◆ Extracted text:
----

By LAUREN A. E. SCHUKER
Crimson Staff Writer



A DePaul University professor has charged Frankfurter Professor of Law Alan
M. Dershowitz with committing plagiarism in his recent bestselling book The
Case for Israel—an accusation that has set off a furious back-and-forth
about what does and does not constitute plagiarism.

Norman G. Finkelstein first accused Dershowitz of plagiarism last Wednesday,
when both professors were on a talk show called “Democracy Now!” to debate
the Israeli-Palestinian conflict. The charge has also surfaced in the
October edition of The Nation, in a column called “Alan Dershowitz,
Plagiarist,” which cites Finkelstein’s research.

In an interview this weekend, Finkelstein accused Dershowitz of “wholesale
lifting of source material” from Joan Peters’ book, From Time Immemorial, in
which she argues that Jewish settlements predated the arrival of
Palestinians in what is now Israel.

Finkelstein wrote a book contesting Peters’ argument—which he dismisses as a
“monumental hoax”—and says he is therefore very familiar with her text.

He said that when he read Dershowitz’s book he recognized a lot of
material—more than 20 quotes cited to primary and secondary sources—which
mirrored the quotes Peters selected for use in her 1984 book.

Finkelstein argues that even though Dershowitz attributes those passages to
their original sources, he should not have relied so heavily on Peters’
work.

While Dershowitz acknowledged that Peters’s book was a resource he used in
his research, he dismissed Finkelstein’s charge that this method of research
amounts to plagiarism.

“He doesn’t charge that the quotes are untrue or inaccurate,” Dershowitz
said in an interview yesterday. “This seems more like a coordinated attack
on the book by people who have a strong opposition to the political and
ideological issues presented in my book who are afraid to take me on with
the merits.”

----

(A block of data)
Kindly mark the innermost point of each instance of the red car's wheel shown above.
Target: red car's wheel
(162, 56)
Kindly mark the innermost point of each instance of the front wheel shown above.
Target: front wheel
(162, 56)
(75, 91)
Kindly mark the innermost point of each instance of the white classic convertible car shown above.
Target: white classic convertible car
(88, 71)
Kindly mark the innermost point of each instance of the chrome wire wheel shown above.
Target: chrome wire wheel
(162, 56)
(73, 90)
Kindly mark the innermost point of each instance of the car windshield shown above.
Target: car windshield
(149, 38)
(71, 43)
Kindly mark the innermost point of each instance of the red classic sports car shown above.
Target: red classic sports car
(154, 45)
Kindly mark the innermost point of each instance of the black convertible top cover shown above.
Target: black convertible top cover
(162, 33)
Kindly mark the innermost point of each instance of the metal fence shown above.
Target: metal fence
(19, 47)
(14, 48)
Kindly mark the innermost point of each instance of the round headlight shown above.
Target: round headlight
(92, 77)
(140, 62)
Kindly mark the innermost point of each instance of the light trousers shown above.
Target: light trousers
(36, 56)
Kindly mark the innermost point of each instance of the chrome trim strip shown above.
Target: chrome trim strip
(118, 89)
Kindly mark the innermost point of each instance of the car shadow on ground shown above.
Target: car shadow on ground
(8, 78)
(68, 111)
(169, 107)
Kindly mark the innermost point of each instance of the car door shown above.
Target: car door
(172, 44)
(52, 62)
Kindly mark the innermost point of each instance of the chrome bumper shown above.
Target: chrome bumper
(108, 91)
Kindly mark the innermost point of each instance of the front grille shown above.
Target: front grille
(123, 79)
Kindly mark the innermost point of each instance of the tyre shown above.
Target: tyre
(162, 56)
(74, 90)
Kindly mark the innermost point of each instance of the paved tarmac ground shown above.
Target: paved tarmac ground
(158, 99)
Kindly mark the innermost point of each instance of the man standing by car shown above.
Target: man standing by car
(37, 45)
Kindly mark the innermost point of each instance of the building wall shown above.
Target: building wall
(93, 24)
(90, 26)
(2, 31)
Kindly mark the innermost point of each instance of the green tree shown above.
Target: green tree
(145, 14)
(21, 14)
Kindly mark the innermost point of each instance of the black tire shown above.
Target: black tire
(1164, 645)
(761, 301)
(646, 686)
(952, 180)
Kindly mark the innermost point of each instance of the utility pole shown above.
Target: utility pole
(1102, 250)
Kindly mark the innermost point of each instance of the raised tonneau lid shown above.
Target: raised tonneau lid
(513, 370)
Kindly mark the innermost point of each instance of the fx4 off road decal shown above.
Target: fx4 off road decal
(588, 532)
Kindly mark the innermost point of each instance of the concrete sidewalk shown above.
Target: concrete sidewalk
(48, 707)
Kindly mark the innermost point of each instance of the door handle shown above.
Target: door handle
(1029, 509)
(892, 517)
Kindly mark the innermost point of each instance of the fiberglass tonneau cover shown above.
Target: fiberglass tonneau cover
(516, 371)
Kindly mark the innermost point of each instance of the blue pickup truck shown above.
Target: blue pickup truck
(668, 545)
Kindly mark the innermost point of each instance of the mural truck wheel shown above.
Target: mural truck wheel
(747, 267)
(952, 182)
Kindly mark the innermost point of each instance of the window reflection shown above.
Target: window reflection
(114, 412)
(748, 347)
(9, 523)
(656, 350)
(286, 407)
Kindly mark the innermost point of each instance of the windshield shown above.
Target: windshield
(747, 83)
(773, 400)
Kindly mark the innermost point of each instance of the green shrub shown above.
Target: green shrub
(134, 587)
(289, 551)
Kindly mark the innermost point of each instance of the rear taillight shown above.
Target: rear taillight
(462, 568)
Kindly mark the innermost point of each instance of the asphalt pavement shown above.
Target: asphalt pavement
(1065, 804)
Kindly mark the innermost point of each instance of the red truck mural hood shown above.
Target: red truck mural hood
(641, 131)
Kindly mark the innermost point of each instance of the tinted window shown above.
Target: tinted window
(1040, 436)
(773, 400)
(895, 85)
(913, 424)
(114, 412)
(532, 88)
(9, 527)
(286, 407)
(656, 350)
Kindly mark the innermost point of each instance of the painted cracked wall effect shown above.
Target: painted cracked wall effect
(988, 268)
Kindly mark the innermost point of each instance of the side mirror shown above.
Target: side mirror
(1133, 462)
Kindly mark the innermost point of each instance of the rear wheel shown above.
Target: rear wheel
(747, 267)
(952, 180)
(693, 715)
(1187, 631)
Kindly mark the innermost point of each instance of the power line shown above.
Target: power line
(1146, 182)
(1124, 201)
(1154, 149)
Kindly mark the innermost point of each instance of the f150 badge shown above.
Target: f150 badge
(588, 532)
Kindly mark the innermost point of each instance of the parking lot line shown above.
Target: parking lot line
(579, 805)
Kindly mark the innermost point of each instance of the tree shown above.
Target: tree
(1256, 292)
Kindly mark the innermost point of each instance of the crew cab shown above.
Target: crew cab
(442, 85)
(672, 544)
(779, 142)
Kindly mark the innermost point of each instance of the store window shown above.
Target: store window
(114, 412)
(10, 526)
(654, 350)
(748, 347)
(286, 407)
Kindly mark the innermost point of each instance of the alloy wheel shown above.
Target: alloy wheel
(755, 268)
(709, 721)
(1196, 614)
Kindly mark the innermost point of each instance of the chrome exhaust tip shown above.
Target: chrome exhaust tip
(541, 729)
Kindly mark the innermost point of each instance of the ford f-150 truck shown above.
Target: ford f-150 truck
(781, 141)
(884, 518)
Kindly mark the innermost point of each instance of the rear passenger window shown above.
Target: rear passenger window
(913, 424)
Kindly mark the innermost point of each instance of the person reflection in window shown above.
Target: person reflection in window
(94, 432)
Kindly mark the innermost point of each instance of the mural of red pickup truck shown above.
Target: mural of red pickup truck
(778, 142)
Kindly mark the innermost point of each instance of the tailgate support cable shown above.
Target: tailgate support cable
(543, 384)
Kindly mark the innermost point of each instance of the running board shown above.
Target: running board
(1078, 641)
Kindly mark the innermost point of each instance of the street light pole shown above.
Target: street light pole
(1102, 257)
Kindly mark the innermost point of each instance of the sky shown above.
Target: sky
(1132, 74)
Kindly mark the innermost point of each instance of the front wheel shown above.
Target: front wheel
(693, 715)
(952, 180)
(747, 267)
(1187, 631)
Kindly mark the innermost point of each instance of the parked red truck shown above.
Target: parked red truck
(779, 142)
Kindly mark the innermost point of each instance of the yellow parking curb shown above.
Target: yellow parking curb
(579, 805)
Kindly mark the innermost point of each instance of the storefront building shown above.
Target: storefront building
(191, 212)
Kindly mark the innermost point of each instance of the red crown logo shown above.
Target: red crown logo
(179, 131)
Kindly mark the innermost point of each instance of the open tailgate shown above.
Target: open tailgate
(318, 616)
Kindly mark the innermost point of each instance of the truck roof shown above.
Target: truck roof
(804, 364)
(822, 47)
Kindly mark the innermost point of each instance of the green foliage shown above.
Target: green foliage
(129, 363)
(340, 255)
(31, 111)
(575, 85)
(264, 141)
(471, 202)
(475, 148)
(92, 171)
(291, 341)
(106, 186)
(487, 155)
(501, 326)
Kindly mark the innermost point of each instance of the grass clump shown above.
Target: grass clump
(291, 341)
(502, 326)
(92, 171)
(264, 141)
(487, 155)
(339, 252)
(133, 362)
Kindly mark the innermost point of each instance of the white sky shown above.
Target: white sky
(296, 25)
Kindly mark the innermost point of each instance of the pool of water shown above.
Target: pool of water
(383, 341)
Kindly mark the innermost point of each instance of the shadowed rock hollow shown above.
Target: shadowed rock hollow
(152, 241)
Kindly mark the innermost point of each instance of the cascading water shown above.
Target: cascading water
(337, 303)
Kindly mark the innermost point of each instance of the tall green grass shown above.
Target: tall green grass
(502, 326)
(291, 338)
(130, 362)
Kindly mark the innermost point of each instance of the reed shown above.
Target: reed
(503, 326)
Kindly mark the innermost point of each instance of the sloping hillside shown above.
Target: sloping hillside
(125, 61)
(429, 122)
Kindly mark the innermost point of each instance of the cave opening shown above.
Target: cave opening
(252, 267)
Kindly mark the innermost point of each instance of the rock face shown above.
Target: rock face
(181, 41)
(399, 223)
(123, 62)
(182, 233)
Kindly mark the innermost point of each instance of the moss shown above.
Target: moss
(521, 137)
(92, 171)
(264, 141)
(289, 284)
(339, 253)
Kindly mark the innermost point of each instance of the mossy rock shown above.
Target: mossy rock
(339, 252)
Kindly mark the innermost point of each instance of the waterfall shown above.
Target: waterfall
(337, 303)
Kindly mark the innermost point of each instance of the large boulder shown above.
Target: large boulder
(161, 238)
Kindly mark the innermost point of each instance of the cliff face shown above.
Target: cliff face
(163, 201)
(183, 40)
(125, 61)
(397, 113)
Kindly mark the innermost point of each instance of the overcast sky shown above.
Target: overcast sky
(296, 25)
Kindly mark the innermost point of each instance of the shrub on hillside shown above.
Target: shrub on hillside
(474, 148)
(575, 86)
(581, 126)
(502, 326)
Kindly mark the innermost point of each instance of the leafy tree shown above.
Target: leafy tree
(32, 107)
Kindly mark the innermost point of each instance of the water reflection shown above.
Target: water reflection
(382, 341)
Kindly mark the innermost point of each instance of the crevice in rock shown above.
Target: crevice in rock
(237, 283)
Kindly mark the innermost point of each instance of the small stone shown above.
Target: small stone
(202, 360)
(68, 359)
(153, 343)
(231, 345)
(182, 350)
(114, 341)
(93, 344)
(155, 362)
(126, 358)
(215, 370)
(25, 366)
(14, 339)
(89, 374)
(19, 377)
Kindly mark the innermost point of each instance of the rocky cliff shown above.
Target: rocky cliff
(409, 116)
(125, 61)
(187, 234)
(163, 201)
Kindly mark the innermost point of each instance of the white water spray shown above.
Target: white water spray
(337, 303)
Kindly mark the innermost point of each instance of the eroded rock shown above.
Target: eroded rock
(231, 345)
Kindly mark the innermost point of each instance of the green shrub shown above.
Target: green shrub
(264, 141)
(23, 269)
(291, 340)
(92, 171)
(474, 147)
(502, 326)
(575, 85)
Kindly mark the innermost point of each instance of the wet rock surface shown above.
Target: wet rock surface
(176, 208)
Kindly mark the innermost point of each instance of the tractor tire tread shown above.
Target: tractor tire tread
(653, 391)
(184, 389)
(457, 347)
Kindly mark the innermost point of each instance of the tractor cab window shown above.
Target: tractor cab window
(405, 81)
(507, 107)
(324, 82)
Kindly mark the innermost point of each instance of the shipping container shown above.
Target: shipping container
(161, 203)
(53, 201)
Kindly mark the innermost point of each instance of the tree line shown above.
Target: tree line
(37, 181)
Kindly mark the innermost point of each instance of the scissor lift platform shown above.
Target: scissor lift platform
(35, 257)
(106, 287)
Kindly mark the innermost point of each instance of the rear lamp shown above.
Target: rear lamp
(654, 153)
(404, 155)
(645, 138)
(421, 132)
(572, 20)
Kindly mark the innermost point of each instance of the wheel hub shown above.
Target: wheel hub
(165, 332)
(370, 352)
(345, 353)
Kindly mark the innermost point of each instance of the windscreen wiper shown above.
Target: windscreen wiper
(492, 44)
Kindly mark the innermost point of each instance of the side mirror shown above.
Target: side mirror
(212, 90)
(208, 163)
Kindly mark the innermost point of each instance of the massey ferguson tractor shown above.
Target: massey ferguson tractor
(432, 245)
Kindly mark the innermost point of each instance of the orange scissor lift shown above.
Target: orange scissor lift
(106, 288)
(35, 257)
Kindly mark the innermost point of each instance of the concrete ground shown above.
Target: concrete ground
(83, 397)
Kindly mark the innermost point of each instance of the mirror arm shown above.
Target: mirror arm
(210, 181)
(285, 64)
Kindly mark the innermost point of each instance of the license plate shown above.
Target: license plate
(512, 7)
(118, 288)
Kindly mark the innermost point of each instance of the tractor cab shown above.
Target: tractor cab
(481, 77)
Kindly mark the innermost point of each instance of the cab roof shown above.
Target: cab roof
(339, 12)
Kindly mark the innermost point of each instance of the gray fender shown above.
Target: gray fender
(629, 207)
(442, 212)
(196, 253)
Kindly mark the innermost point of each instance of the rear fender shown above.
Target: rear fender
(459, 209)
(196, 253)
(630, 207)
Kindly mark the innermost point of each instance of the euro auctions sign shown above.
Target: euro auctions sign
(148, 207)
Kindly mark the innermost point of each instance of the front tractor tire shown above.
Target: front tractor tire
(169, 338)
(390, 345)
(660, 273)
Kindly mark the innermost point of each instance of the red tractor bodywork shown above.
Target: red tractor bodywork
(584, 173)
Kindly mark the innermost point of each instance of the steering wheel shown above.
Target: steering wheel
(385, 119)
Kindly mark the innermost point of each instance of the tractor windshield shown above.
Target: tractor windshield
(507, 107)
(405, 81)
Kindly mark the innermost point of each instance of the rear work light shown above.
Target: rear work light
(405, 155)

----

◆ Exercise set:
1 – Name every person mentioned in the article on the plagiarism charge, counting the writer in the byline.
2 – Decide whether each statement below agrees with the article on the plagiarism charge. Answer yes or no for each and quote the words from the article that settle it.
(a) Finkelstein first made his accusation during a talk show appearance.
(b) Finkelstein claims Dershowitz did not attribute the quoted passages to their original sources.
(c) Dershowitz denied using Peters's book in his research.
3 – Continue the article on the plagiarism charge, picking up after its final sentence.

◆ Answers to the exercises:
1 – Lauren A. E. Schuker, Alan M. Dershowitz, Norman G. Finkelstein, Joan Peters

2 –
(a) Yes: "Norman G. Finkelstein first accused Dershowitz of plagiarism last Wednesday, when both professors were on a talk show called “Democracy Now!”"
(b) No: "even though Dershowitz attributes those passages to their original sources, he should not have relied so heavily on Peters’ work"
(c) No: "Dershowitz acknowledged that Peters’s book was a resource he used in his research"

3 –
According to Harvard’s “Writing with Sources” manual, plagiarism “is passing
off a source’s information, ideas, or words as your own by omitting to cite
them; an act of lying, cheating, and stealing.” The manual suggests that a
passage found quoted in another scholar’s work should be cited as “‘quoted
in’ that scholar.” But it does not explicitly state how to source such a
passage when one has returned to the original source to check the citation,
as Dershowitz says he did.

In a statement in defense of Dershowitz, James O. Freedman—a former
president of Dartmouth College and former dean of the University of
Pennsylvania Law School—says that Dershowitz, “when he uses the words of
others…quotes them properly.”

Freedman cites the Chicago Manual of Style as saying that “with all reuse of
others’ materials, it is important to identify the original as the source.”

In his book, Dershowitz points to Finkelstein as a propagator of the notion
that “Jews have exploited the Holocaust to gain sympathy for a Jewish state
at the expense of the Palestinians, who bear no responsibility for Hitler’s
genocide against the Jews.”

Finkelstein declined to comment on his response to the case Dershowitz laid
out in the book, but said his bone of contention is more scholarly—he
speculates that the Harvard Law School (HLS) professor didn’t do his own
research.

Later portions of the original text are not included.